• Passage to read:
— START —
German Defence Chief Warns Europe Against ‘Detaching From America’ & NATO in Wake of Afghan Debacle

Following the unexpected 15 August collapse of the Afghan government and defence forces, European nations led by France began pushing for more “strategic autonomy” for the continent militarily from the US-dominated North Atlantic Alliance, and began talking again about the creation of a separate “European army.”
Sputnik
German Defence Minister Annegret Kramp-Karrenbauer has criticised European officials and governments pushing for European defence integration, stressing that the bloc could not defend itself independently against its potential adversaries without American help.
In a thinly veiled attack against French President Emmanuel Macron, EU foreign affairs chief Josep Borrell and others who have recently brought up the need for more “sovereignty” and “autonomy” for Europe on defence matters, Kramp-Karrenbauer told Politico Thursday that if these words mean “detaching ourselves from America, then I think that is the wrong way to go.”
— END —
• Material supplied:
— START —
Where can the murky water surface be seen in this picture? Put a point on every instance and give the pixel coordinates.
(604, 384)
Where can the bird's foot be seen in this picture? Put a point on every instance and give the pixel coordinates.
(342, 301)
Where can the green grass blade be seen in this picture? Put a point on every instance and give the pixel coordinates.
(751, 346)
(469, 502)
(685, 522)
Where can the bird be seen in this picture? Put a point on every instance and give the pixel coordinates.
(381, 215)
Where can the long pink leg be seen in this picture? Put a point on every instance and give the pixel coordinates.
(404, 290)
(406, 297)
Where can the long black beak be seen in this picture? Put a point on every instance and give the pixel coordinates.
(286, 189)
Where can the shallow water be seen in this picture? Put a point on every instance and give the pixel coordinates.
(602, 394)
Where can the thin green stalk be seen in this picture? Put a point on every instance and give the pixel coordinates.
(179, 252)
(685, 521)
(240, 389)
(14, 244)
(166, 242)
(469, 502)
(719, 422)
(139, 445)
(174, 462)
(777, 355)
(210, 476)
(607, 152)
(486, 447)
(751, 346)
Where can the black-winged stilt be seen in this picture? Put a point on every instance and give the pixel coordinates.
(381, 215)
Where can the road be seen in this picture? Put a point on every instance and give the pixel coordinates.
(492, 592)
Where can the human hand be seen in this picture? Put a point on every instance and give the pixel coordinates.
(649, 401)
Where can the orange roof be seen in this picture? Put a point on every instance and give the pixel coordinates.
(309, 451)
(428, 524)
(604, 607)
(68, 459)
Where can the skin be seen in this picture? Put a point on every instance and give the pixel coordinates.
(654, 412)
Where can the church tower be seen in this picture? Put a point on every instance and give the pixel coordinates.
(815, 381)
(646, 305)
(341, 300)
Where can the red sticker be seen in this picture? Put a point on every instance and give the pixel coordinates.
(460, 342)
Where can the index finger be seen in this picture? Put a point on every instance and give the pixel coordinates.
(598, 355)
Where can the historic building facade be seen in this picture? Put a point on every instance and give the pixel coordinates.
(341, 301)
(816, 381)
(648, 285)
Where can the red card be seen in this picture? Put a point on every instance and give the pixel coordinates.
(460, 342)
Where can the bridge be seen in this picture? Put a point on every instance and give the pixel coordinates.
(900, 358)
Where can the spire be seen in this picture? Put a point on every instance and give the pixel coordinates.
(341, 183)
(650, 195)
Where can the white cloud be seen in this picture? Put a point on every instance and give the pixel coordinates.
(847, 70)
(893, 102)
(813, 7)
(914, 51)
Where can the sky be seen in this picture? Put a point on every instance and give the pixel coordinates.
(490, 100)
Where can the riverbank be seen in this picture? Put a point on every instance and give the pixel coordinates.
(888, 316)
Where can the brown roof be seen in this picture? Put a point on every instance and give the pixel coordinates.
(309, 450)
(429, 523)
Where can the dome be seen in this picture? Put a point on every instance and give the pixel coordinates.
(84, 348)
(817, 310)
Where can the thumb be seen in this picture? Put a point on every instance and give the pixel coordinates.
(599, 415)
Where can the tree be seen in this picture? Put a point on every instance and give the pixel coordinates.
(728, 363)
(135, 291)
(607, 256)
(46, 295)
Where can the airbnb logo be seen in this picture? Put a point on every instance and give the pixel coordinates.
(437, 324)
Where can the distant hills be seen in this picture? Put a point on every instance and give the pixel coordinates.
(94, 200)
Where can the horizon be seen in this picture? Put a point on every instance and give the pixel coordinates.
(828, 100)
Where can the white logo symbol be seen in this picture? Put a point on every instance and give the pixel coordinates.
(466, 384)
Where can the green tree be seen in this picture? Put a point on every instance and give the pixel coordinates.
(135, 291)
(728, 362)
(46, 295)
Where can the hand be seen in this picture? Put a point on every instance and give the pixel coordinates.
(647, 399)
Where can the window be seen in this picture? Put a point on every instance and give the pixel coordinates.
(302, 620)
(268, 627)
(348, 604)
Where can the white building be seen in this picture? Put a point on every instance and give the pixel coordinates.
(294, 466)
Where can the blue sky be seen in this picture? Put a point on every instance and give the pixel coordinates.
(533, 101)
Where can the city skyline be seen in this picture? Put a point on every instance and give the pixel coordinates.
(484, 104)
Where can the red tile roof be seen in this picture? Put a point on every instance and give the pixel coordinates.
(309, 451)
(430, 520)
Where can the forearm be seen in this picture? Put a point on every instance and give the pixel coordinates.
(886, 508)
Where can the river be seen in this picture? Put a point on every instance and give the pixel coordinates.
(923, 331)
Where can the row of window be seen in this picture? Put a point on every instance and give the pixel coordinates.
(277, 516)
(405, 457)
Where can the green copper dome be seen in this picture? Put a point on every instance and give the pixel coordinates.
— END —
• Task requirements:
**A)** In the article on the German defence minister's warning, which publication did Kramp-Karrenbauer speak to?
**B)** Resume the article on the German defence minister's warning from the point where it stops.
The records have nothing to do with the article on the German defence minister's warning.

• The replies:
**A)** She spoke to Politico.

**B)**
“There is a lot of talk about European autonomy, or sovereignty, or – as I prefer to call it – more ability to act from the European Union in security and defence. People are asking why we were not in a position to hold the Kabul airport ourselves,” Kramp-Karrenbauer said. “We have to say quite openly: without the capabilities of the Americans, we, as Europeans, would not have been able to do that,” she added, referring to the chaotic evacuation of Kabul.
Discussing the recent conflict between France, the US, the UK and Australia over the AUKUS security pact, which robbed Paris of a submarine contract worth over $65 billion, Kramp-Karrenbauer defended the agreement as a “bilateral question of armament between two states” and asked France to "get over" its grievances so that the West can jointly tackle China.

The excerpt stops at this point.